**THE REQUEST:**
Extract the lines of the records from the line with "above for sunlit" to the line with "[147,1,223,93]", including both, and reproduce them word for word with nothing else.

══ DATA

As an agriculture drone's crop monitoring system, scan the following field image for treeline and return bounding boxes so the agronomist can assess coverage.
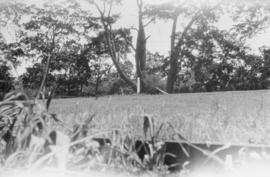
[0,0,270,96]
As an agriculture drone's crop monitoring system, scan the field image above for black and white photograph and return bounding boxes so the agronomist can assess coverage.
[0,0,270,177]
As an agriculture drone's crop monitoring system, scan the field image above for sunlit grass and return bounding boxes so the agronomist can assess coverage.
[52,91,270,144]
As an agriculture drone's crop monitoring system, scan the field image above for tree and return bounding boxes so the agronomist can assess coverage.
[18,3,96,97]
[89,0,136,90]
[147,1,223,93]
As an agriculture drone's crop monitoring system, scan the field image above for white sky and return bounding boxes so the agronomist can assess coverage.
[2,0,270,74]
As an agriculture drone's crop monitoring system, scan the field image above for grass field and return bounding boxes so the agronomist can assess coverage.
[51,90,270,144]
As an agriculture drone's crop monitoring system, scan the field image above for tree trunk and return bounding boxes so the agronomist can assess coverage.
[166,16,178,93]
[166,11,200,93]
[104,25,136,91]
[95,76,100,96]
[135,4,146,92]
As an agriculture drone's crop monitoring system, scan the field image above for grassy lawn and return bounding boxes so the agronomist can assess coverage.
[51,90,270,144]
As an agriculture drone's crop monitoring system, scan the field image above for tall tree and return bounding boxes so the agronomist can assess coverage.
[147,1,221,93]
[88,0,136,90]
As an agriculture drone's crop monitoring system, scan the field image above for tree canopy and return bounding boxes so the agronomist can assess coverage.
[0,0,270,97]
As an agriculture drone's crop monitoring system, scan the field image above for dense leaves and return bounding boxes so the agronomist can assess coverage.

════

**EXERCISE SOLUTION:**
As an agriculture drone's crop monitoring system, scan the field image above for sunlit grass and return bounding boxes so the agronomist can assess coverage.
[52,91,270,144]
As an agriculture drone's crop monitoring system, scan the field image above for tree and return bounding boxes so the agronomist can assess coverage.
[18,3,96,97]
[89,0,136,90]
[147,1,223,93]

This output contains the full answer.